[start]

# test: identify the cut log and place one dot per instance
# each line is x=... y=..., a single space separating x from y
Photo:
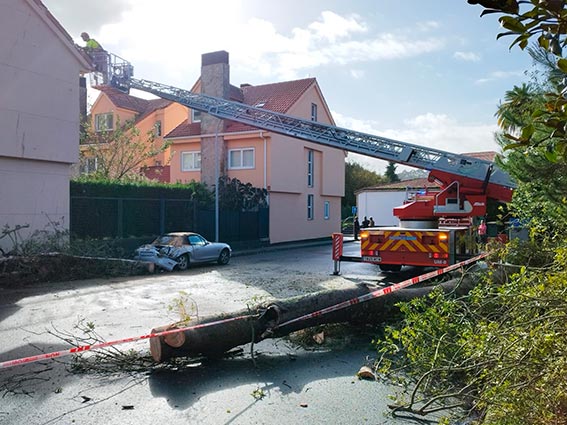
x=265 y=321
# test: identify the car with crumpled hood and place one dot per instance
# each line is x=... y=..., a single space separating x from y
x=178 y=250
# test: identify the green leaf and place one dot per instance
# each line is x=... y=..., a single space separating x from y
x=512 y=24
x=528 y=131
x=515 y=146
x=551 y=155
x=562 y=65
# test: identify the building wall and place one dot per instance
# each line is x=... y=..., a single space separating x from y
x=380 y=206
x=103 y=105
x=39 y=117
x=256 y=176
x=287 y=180
x=177 y=148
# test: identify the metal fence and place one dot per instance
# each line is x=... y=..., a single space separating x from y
x=107 y=217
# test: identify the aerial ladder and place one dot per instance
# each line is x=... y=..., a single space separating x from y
x=466 y=182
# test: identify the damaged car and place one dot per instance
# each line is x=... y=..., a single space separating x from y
x=177 y=250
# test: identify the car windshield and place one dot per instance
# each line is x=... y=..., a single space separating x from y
x=173 y=240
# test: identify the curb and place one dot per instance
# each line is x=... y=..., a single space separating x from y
x=285 y=246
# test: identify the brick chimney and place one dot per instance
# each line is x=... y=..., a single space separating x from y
x=215 y=81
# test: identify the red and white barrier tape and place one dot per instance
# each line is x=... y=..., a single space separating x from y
x=80 y=349
x=363 y=298
x=383 y=291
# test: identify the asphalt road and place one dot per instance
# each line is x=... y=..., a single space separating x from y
x=281 y=384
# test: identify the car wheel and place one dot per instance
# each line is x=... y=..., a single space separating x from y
x=224 y=257
x=182 y=262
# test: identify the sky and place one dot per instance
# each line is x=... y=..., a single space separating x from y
x=429 y=73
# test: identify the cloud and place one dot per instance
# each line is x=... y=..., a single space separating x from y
x=165 y=43
x=86 y=15
x=333 y=26
x=467 y=56
x=357 y=74
x=427 y=26
x=499 y=75
x=429 y=130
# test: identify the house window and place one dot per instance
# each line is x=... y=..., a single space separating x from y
x=190 y=161
x=241 y=158
x=310 y=201
x=310 y=165
x=104 y=122
x=89 y=165
x=195 y=116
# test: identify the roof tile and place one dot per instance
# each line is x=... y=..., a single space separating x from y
x=185 y=129
x=143 y=107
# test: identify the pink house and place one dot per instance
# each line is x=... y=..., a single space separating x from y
x=40 y=69
x=159 y=116
x=305 y=181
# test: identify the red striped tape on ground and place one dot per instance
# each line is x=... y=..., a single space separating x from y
x=383 y=291
x=79 y=349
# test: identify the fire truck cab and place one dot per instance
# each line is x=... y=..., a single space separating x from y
x=393 y=247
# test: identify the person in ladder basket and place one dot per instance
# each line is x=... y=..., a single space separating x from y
x=97 y=54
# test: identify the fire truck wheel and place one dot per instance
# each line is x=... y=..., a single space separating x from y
x=390 y=267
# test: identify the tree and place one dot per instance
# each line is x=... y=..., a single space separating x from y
x=390 y=173
x=357 y=177
x=238 y=196
x=540 y=197
x=499 y=351
x=120 y=153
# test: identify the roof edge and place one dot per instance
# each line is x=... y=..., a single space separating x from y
x=61 y=33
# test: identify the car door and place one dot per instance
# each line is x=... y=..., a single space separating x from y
x=199 y=248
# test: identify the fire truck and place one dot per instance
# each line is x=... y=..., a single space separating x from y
x=434 y=227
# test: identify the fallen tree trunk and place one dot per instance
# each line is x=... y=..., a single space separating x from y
x=265 y=321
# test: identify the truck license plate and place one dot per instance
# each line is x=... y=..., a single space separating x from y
x=372 y=259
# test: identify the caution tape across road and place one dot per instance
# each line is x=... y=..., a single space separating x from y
x=374 y=294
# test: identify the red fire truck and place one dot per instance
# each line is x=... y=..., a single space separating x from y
x=430 y=231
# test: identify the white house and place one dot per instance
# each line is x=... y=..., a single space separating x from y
x=40 y=68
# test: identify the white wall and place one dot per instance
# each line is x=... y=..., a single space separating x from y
x=39 y=116
x=380 y=206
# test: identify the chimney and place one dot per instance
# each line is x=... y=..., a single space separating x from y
x=215 y=81
x=83 y=99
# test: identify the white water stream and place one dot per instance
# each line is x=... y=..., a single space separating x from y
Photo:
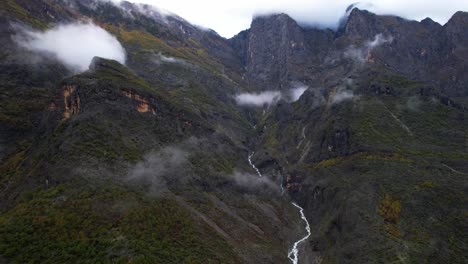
x=293 y=254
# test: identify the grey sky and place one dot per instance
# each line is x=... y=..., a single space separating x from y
x=230 y=17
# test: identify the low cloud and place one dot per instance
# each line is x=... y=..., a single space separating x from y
x=74 y=45
x=342 y=95
x=268 y=98
x=364 y=53
x=296 y=93
x=252 y=182
x=167 y=59
x=258 y=99
x=343 y=92
x=156 y=168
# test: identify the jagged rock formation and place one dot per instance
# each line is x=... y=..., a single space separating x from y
x=147 y=161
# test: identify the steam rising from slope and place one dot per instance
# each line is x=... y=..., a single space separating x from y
x=258 y=99
x=270 y=97
x=74 y=45
x=362 y=54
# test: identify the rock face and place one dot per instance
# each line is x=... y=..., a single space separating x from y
x=151 y=161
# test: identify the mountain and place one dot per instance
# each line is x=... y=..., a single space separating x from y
x=201 y=149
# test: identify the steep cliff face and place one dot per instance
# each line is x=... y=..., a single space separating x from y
x=154 y=161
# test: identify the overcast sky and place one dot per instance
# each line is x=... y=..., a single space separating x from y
x=229 y=17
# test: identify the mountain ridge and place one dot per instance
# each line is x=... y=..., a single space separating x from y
x=158 y=160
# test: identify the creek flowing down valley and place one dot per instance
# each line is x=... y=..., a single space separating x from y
x=293 y=254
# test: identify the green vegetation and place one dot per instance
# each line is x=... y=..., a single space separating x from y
x=61 y=225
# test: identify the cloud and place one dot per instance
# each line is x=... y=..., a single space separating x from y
x=74 y=45
x=157 y=168
x=252 y=182
x=342 y=93
x=363 y=54
x=230 y=17
x=258 y=99
x=268 y=98
x=167 y=59
x=296 y=93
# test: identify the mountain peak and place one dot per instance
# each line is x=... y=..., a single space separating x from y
x=279 y=17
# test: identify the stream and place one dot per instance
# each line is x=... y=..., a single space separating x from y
x=293 y=254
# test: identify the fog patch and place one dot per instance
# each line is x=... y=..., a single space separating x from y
x=413 y=103
x=364 y=53
x=297 y=92
x=160 y=58
x=164 y=168
x=156 y=167
x=266 y=98
x=74 y=45
x=342 y=95
x=251 y=182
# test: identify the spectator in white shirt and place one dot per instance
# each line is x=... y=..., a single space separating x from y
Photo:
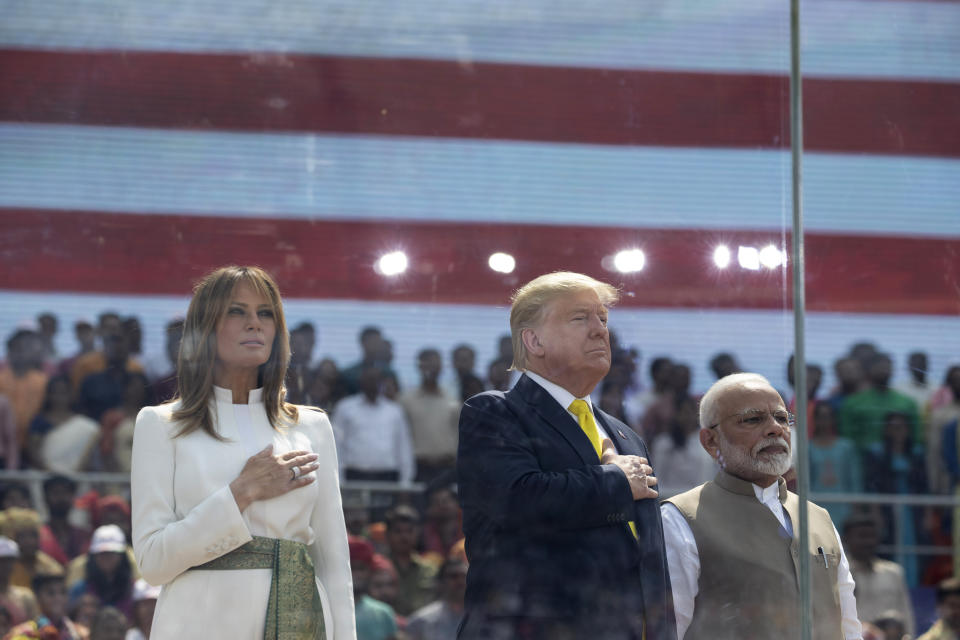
x=433 y=417
x=372 y=434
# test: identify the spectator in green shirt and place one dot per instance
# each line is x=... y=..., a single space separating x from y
x=418 y=577
x=375 y=620
x=863 y=414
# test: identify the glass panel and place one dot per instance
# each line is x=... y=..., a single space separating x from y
x=408 y=166
x=881 y=202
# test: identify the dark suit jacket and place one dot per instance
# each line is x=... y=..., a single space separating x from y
x=550 y=552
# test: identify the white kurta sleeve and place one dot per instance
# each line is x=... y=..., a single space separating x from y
x=166 y=545
x=406 y=463
x=683 y=562
x=330 y=551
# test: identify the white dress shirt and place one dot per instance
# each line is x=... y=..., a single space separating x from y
x=565 y=398
x=683 y=561
x=184 y=514
x=373 y=436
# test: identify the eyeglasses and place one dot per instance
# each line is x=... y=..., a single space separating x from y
x=755 y=418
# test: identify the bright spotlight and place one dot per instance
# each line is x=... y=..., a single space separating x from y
x=502 y=262
x=629 y=261
x=749 y=258
x=392 y=264
x=721 y=256
x=771 y=257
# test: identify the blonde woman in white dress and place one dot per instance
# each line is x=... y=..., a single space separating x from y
x=236 y=500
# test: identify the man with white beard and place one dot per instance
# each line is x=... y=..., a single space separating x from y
x=732 y=551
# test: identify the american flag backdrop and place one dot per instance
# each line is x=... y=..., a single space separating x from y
x=143 y=143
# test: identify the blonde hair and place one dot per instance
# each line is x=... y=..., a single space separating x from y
x=532 y=299
x=17 y=519
x=708 y=403
x=198 y=351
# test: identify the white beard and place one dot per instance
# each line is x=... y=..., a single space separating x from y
x=738 y=462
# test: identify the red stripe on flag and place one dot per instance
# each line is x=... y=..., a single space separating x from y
x=164 y=254
x=278 y=92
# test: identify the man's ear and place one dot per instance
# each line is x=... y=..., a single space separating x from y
x=532 y=342
x=708 y=439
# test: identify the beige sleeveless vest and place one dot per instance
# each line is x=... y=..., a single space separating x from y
x=750 y=566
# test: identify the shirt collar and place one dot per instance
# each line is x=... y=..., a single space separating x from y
x=767 y=495
x=558 y=393
x=226 y=395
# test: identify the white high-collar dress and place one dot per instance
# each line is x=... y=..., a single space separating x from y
x=184 y=515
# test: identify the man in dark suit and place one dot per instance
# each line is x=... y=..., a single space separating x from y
x=563 y=533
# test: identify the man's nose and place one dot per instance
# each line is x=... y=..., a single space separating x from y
x=774 y=428
x=597 y=325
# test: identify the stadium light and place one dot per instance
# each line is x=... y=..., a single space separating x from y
x=502 y=262
x=771 y=257
x=749 y=258
x=721 y=256
x=392 y=264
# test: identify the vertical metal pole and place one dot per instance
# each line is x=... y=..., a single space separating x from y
x=799 y=307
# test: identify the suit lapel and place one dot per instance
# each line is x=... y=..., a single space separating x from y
x=556 y=417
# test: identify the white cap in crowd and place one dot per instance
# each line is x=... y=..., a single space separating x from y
x=109 y=537
x=143 y=590
x=8 y=548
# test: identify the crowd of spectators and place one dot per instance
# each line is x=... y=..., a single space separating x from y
x=64 y=415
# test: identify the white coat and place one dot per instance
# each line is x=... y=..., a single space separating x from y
x=184 y=515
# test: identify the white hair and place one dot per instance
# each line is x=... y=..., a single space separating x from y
x=708 y=403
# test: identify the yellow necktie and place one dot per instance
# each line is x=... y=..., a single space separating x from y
x=585 y=418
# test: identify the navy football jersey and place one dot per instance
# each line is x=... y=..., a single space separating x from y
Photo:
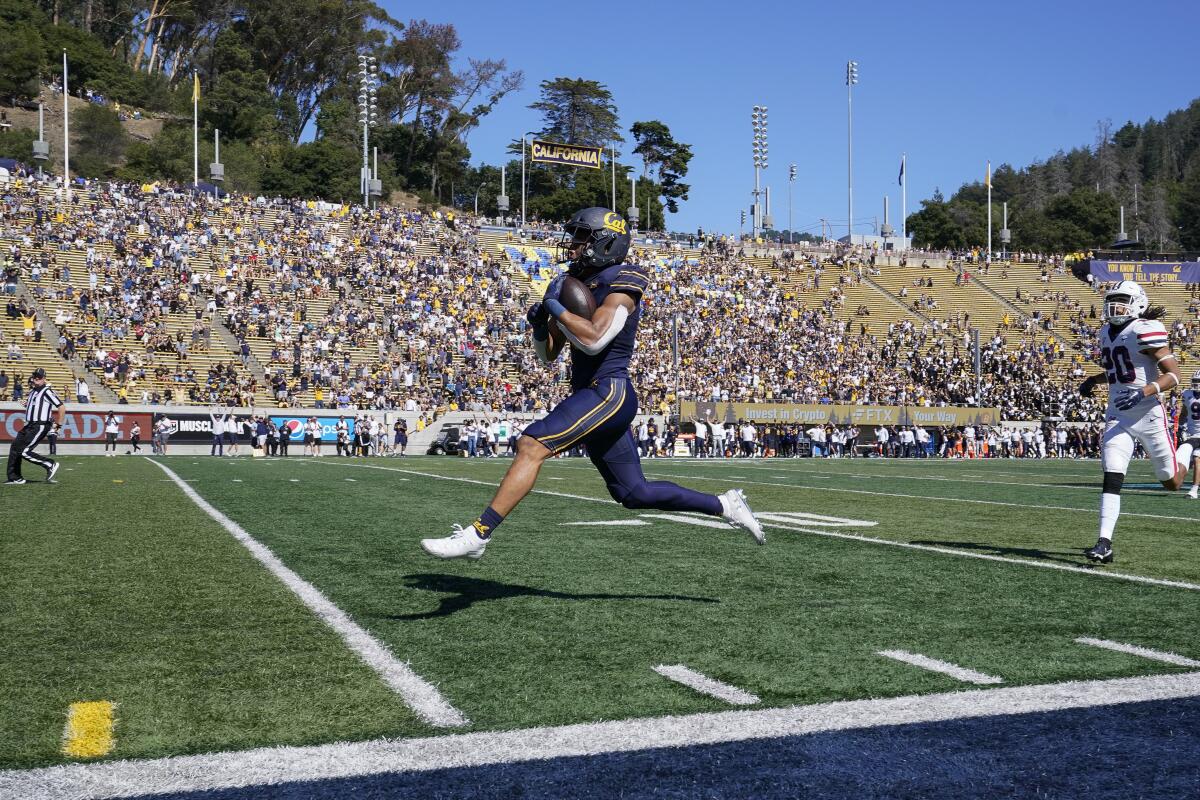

[end]

Aim of the task:
Can you rewrite everything from the line containing "# test: identify the car wheel" down to the line containing "x=434 y=227", both included, as a Markdown table with columns Row and Line? Number each line in order and skip any blank ones.

Exercise result:
| Row | Line |
|---|---|
| 1 | # test: identify the car wheel and place one dot per instance |
| 2 | # each line is x=... y=..., a single space separating x from y |
| 3 | x=224 y=257 |
| 4 | x=182 y=262 |
| 5 | # test: identify the sky and place one dot per instance |
| 6 | # each line is x=... y=..., a single space separating x from y |
| 7 | x=429 y=73 |
| 8 | # test: identify the cloud and place one dot per instance |
| 9 | # each line is x=... y=..., a single space separating x from y |
| 10 | x=165 y=43 |
| 11 | x=86 y=15 |
| 12 | x=333 y=26 |
| 13 | x=467 y=56 |
| 14 | x=357 y=74 |
| 15 | x=427 y=26 |
| 16 | x=499 y=75 |
| 17 | x=429 y=130 |
| 18 | # test: identify the house window and place one dot per instance |
| 19 | # each line is x=... y=..., a single space separating x from y |
| 20 | x=190 y=161 |
| 21 | x=241 y=158 |
| 22 | x=310 y=201 |
| 23 | x=310 y=165 |
| 24 | x=104 y=122 |
| 25 | x=89 y=165 |
| 26 | x=195 y=116 |
| 27 | # test: identify the roof tile and place one dot per instance |
| 28 | # each line is x=... y=..., a single space separating x from y |
| 29 | x=185 y=129 |
| 30 | x=143 y=107 |
| 31 | # test: identify the pink house and place one dot per instance |
| 32 | # each line is x=... y=..., a single space separating x from y |
| 33 | x=40 y=69 |
| 34 | x=159 y=116 |
| 35 | x=305 y=181 |
| 36 | # test: identify the red striped tape on ground and place one dot per instance |
| 37 | # each line is x=... y=..., a single space separating x from y |
| 38 | x=383 y=291 |
| 39 | x=79 y=349 |
| 40 | # test: identify the fire truck cab and place one dot per instance |
| 41 | # each line is x=... y=..., a single space separating x from y |
| 42 | x=393 y=247 |
| 43 | # test: identify the person in ladder basket and place one dot per instance |
| 44 | # each line is x=... y=..., a single space separating x from y |
| 45 | x=97 y=54 |
| 46 | # test: identify the fire truck wheel and place one dot per instance |
| 47 | # each line is x=... y=..., a single space separating x from y |
| 48 | x=390 y=267 |
| 49 | # test: identify the tree and place one dot per instance |
| 50 | # each line is x=... y=..., a single space separating x from y |
| 51 | x=390 y=173 |
| 52 | x=357 y=177 |
| 53 | x=238 y=196 |
| 54 | x=540 y=197 |
| 55 | x=499 y=351 |
| 56 | x=120 y=153 |
| 57 | # test: identify the roof edge and place one dot per instance |
| 58 | # each line is x=... y=..., a single space separating x from y |
| 59 | x=61 y=33 |
| 60 | # test: identify the car door and place one dot per instance |
| 61 | # each line is x=... y=..., a single space separating x from y |
| 62 | x=199 y=248 |
| 63 | # test: identify the fire truck and place one dot per instance |
| 64 | # each line is x=... y=..., a single space separating x from y |
| 65 | x=434 y=227 |